#### [Assignment]
Reproduce word for word everything in the passage on mitochondrial NAD kinase below, from "MNADK functions as" down to "following metabolic challenges.".

#### [Document segment]
▬▬▬▬▬▬▬▬▬▬

Dysregulated energy metabolism is intrinsically linked to the development of metabolic disorders, such
as non-alcoholic steatohepatitis (NASH) and type 2 diabetes mellitus (T2DM). As universal electron carriers,
both nicotinamide adenine dinucleotide (NAD) and its phosphorylated form (NADP) play essential roles in energy
metabolism. The NAD kinase (NADK), which phosphorylates NAD to generate NADP, is exquisitely sensitive to
nutritional or stress signals. While the cytosolic NADK has been characterized, little is known about generation
and maintenance of NADP from mitochondria, the central organelle responsible for metabolic process and
energy production, until our recent discovery that the uncharacterized human gene C5ORF33 encodes the long-
sought mitochondrial NADK, referred to as MNADK. We have shown that MNADK, as a nutritionally-regulated,
liver-enriched mitochondrial NADK, functions as the only de novo mitochondrial NADP biosynthesis pathway.
Recently, we accumulated strong preliminary evidence that MNADK is required to maintain energy homeostasis,
redox state, and insulin sensitivity and that repression of MNADK activity by protein S-nitrosylation modification
under the high-fat diet is largely responsible for hepatic steatosis and insulin resistance induced by overnutrition.
MNADK functions as a key regulator of acetylation of major metabolic transcriptional regulators. These
observations lead us to hypothesize that MNADK is required to maintain energy homeostasis and insulin
sensitivity and that repression of MNADK activity by overnutrition critically contributes to the development of
NASH and T2DM. Mechanically, MNADK not only plays major roles in maintaining mitochondrial function and
anti-oxidative protection, but also functions as a key regulator of acetylation of major mitochondrial regulators or
enzymes that shape metabolic adaptability following metabolic challenges.

▬▬▬▬▬▬▬▬▬▬

#### [Dataset records]

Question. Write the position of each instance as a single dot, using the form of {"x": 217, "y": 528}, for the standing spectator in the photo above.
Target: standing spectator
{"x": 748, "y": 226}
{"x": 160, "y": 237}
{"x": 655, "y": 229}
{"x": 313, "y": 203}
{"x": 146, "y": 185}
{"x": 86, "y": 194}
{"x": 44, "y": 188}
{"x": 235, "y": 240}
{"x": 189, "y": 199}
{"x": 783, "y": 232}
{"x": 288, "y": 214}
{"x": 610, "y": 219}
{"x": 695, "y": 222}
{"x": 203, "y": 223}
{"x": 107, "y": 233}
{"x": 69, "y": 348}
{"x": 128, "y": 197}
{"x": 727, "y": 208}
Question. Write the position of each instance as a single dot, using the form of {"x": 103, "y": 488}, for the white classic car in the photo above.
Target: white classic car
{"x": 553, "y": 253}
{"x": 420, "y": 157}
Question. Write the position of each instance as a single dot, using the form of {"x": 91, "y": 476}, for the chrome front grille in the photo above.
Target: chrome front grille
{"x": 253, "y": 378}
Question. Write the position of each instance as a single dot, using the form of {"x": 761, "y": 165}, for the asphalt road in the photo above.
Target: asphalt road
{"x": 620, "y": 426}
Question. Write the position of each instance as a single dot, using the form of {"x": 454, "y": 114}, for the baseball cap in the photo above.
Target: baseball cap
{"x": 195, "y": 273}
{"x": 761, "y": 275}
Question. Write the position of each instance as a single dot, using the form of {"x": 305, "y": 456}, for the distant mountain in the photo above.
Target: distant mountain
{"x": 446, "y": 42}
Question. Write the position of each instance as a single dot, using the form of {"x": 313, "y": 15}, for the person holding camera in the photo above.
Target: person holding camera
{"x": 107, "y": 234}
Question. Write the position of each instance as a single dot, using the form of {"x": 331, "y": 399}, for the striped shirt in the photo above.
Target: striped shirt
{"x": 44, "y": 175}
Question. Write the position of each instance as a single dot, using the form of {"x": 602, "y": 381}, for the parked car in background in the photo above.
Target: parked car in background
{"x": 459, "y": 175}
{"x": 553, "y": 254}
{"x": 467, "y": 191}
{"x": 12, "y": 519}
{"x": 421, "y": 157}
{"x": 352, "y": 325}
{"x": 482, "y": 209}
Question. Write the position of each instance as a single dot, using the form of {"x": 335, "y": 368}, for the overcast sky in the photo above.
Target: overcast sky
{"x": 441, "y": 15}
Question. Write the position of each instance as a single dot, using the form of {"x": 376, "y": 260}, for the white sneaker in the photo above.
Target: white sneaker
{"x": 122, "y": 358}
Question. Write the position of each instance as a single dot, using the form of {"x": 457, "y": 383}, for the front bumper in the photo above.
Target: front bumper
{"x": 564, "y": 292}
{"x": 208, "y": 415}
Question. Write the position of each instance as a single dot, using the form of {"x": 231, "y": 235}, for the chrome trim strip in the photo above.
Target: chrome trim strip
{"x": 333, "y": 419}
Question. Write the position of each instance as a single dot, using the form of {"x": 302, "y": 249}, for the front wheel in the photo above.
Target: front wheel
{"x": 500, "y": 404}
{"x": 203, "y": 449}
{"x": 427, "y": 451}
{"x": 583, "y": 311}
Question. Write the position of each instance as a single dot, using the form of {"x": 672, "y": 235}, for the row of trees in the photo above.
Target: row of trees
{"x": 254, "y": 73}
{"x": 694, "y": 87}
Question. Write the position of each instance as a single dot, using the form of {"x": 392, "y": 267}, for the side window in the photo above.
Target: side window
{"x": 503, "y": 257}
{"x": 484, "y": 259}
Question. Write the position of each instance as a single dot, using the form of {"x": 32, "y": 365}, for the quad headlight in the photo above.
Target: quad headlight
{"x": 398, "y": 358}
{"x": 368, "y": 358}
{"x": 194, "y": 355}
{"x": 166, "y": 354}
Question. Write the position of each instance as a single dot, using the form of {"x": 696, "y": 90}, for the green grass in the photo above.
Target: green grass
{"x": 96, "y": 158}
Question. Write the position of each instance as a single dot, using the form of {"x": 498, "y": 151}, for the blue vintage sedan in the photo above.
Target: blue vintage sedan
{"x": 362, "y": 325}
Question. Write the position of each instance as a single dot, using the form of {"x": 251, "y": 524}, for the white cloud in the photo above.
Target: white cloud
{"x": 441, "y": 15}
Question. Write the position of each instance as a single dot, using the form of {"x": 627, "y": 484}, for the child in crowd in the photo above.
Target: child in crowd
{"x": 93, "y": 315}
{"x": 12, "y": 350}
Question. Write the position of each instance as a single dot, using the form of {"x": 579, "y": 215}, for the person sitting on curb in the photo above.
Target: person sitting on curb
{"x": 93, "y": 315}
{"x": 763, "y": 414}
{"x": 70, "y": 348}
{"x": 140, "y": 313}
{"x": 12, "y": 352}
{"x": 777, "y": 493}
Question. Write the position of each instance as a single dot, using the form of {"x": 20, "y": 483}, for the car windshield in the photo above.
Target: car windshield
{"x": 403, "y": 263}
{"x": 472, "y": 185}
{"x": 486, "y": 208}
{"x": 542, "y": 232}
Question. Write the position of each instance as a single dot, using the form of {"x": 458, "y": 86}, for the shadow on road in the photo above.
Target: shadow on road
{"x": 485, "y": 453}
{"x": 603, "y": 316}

▬▬▬▬▬▬▬▬▬▬

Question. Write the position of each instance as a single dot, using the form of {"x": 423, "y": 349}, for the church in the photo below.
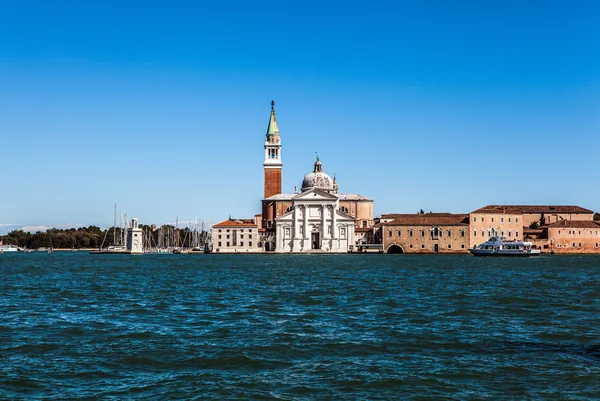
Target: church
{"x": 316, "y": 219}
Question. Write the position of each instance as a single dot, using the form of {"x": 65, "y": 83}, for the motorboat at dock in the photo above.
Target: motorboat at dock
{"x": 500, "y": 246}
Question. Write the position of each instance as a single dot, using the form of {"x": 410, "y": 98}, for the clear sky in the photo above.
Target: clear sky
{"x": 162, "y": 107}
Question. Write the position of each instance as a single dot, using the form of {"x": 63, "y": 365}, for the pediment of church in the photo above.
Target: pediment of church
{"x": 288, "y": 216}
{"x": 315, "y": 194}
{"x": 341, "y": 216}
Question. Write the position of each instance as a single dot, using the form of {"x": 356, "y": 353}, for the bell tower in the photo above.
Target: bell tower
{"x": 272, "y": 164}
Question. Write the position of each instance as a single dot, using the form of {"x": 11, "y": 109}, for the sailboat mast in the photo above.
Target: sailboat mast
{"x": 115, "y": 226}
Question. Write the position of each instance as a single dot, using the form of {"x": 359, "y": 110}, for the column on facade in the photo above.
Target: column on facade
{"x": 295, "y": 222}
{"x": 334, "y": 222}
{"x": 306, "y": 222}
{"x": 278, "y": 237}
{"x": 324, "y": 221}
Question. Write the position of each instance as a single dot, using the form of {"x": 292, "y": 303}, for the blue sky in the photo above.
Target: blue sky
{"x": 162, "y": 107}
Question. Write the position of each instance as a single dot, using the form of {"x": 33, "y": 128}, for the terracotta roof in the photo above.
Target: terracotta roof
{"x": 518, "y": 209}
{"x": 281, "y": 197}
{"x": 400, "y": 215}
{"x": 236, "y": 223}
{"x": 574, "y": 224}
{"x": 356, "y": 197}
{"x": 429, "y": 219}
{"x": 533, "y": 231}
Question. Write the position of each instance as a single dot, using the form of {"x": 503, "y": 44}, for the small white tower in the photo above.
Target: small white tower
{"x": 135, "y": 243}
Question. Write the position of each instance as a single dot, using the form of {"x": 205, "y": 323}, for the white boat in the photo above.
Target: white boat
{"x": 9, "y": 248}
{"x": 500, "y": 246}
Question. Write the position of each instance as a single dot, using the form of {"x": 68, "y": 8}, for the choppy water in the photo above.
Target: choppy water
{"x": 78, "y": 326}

▬▬▬▬▬▬▬▬▬▬

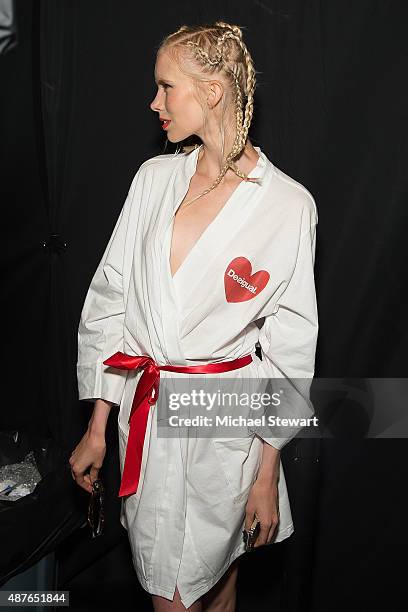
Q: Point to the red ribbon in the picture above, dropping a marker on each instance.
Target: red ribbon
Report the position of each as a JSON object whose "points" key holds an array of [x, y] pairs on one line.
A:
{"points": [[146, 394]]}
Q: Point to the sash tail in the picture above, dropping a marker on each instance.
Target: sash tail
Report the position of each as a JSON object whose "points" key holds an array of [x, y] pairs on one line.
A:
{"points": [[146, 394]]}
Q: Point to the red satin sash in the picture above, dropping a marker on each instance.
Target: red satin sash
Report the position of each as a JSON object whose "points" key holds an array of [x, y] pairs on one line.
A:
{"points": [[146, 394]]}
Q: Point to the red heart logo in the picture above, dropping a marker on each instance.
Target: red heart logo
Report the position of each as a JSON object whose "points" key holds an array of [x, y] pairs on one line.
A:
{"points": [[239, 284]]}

▬▬▬▬▬▬▬▬▬▬

#### [Problem solution]
MNADK functions as a key regulator of acetylation of major metabolic transcriptional regulators. These
observations lead us to hypothesize that MNADK is required to maintain energy homeostasis and insulin
sensitivity and that repression of MNADK activity by overnutrition critically contributes to the development of
NASH and T2DM. Mechanically, MNADK not only plays major roles in maintaining mitochondrial function and
anti-oxidative protection, but also functions as a key regulator of acetylation of major mitochondrial regulators or
enzymes that shape metabolic adaptability following metabolic challenges.